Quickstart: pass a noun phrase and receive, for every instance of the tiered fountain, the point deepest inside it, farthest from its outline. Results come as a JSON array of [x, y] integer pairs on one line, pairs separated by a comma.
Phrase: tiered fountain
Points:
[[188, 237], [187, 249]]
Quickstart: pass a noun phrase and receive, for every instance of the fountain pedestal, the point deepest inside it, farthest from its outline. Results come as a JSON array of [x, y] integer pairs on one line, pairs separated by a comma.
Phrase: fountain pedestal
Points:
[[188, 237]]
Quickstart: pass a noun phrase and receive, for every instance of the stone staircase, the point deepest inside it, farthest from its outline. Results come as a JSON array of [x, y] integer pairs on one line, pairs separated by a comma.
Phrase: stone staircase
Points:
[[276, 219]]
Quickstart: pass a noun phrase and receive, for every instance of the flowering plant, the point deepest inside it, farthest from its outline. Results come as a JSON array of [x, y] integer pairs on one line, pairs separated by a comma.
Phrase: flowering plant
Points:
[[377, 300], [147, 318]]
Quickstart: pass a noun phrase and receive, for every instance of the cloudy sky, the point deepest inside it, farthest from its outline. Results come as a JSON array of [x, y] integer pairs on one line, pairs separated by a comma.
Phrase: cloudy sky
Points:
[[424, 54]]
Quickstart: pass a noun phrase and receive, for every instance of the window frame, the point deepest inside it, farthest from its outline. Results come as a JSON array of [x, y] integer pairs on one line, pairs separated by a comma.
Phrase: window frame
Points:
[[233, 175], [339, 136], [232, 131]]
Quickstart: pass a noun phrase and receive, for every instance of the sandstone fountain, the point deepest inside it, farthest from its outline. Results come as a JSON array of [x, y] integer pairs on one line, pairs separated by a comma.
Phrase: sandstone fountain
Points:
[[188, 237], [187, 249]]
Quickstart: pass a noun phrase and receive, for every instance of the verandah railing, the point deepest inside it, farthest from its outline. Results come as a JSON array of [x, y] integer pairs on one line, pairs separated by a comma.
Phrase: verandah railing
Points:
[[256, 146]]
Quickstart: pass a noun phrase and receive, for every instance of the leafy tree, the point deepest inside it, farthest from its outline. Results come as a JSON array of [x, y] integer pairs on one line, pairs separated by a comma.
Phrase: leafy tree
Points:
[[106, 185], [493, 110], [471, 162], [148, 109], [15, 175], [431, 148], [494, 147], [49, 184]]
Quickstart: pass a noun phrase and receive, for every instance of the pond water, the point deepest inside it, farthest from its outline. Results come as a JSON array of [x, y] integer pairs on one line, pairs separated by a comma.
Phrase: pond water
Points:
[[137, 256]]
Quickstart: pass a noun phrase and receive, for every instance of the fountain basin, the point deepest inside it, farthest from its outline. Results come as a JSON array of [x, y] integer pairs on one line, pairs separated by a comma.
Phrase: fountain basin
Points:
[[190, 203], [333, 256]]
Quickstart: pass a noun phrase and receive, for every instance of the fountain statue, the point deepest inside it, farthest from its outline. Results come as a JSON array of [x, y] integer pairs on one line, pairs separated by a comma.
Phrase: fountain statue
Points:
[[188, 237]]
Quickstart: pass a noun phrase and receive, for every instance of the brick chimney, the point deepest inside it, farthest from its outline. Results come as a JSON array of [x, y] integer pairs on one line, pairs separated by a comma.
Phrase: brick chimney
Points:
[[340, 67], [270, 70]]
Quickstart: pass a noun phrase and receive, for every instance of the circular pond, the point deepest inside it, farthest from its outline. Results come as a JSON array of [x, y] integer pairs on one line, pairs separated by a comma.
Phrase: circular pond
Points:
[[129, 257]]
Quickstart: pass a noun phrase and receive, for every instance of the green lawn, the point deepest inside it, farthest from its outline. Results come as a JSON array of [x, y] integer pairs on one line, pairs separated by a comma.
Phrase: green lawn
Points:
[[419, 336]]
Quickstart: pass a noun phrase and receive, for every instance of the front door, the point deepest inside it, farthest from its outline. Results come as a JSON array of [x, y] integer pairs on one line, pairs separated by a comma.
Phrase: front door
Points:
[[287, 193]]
-*-
» ARBEITSAUFTRAG
Schreibe alle Einträge oben noch einmal ab und setze dabei überall „Coordinates“ anstelle von „Points“ ein; alles andere bleibt unverändert.

» ENDGÜLTIGE LÖSUNG
Quickstart: pass a noun phrase and receive, for every instance of the tiered fountain, the point deepest inside it, farthest from its outline. Results come as a JSON array of [x, y] integer pairs on one line, pairs separated by a comma.
Phrase: tiered fountain
Coordinates:
[[188, 237], [187, 249]]
Quickstart: pass a noun phrase and receive, for every instance of the fountain pedestal, the point deepest inside it, farthest from its outline. Results come as a JSON array of [x, y] integer pairs on one line, pairs separated by a comma.
Phrase: fountain pedestal
Coordinates:
[[188, 237]]
Quickstart: pass a noun phrase and receive, for every instance of the stone staircase, the point deepest inside it, farthest from its outline. Results come as a JSON array of [x, y] integer pairs on one line, pairs separated by a comma.
Phrase: stone staircase
Coordinates:
[[276, 219]]
Quickstart: pass a noun phrase and receive, for every instance of the flowering plant, the point deepest inside it, farthest from its outline. Results come as a JSON array of [x, y] integer pairs on one line, pairs separated by a comma.
Phrase: flowering plant
Coordinates:
[[377, 300], [147, 318]]
Quickstart: pass a noun phrase and receive, for every instance of the cloudy sky, the point deepest inside it, farthest from its outline. Results come as a JSON array of [x, y] integer pairs on one line, pairs separated by a comma.
Phrase: cloudy sky
Coordinates:
[[424, 54]]
Quickstart: pass a noun phrase and receive, for every instance of the window frame, the point deepest inside it, farthest from its outline. Results come as a JSON array of [x, y] integer pairs on one line, pairs separated by a comma.
Phrase: window frame
Coordinates:
[[233, 175], [339, 136], [232, 131]]
Quickstart: pass a noun phrase and receive, for every instance of the sandstone fountain, the point deepest inside it, farthest from its outline. Results come as a JSON array of [x, y] integer pairs on one line, pairs separated by a comma.
Phrase: sandstone fountain
Coordinates:
[[188, 237], [187, 249]]
Quickstart: pass a noun phrase and receive, for every instance of the verandah railing, the point deepest inside it, farthest from its outline. Results come as a JSON array of [x, y] integer pairs on one line, pairs separated by a comma.
Phrase: verandah railing
Coordinates:
[[256, 146]]
Quickstart: pass a noun phrase and receive, for every instance of the leafy tree, the point deepest inside it, farthest from its outline. Results come as a JSON array of [x, y] integer pairs on one line, pairs separated by a comma.
Phrase: leafy tree
Coordinates:
[[106, 185], [493, 110], [471, 162], [148, 109], [15, 175], [431, 148], [494, 147], [49, 184]]
Quickstart: pass a noun phrase and receive, for every instance of the pond water, the point deepest inside it, farthest from its outline. Results come as a JSON array of [x, y] integer pairs on one line, pairs separated by a comma.
Phrase: pond water
Coordinates:
[[137, 256]]
Quickstart: pass a noun phrase and receive, for every instance of the fountain basin, the point deepest inside it, farthest from its outline. Results come as a JSON array of [x, y] integer pairs on one line, pairs separated by a comma.
Phrase: fountain basin
Coordinates:
[[190, 203], [333, 256]]
Quickstart: pass a noun phrase and receive, for every instance of the fountain statue, the point deepest inside it, farthest from its outline. Results come as a JSON array of [x, y] integer pairs on one line, pairs separated by a comma.
Phrase: fountain statue
Coordinates:
[[188, 237]]
Quickstart: pass a noun phrase and receive, for every instance of the brick chimney, the point deepest inside it, farthest from its outline. Results come as a JSON array of [x, y] integer pairs on one line, pairs separated by a comma.
Phrase: brick chimney
Coordinates:
[[340, 67], [270, 70]]
Quickstart: pass a noun phrase and receive, for every instance of the circular pond, the point deepest inside it, farthest from its outline. Results come as a JSON array of [x, y] integer pairs on one line, pairs separated by a comma.
Phrase: circular pond
Coordinates:
[[129, 257]]
Quickstart: pass a noun phrase and receive, for every instance of the green lawn, the point deepest inside it, farthest from its outline. Results come as a JSON array of [x, y] integer pairs on one line, pairs separated by a comma.
Phrase: green lawn
Coordinates:
[[419, 336]]
Quickstart: pass a noun phrase and receive, for every instance of the front door, the point deepest inside it, farthest from its outline. Results come as a JSON array of [x, y] integer pairs on one line, pairs separated by a comma.
Phrase: front door
Coordinates:
[[287, 193]]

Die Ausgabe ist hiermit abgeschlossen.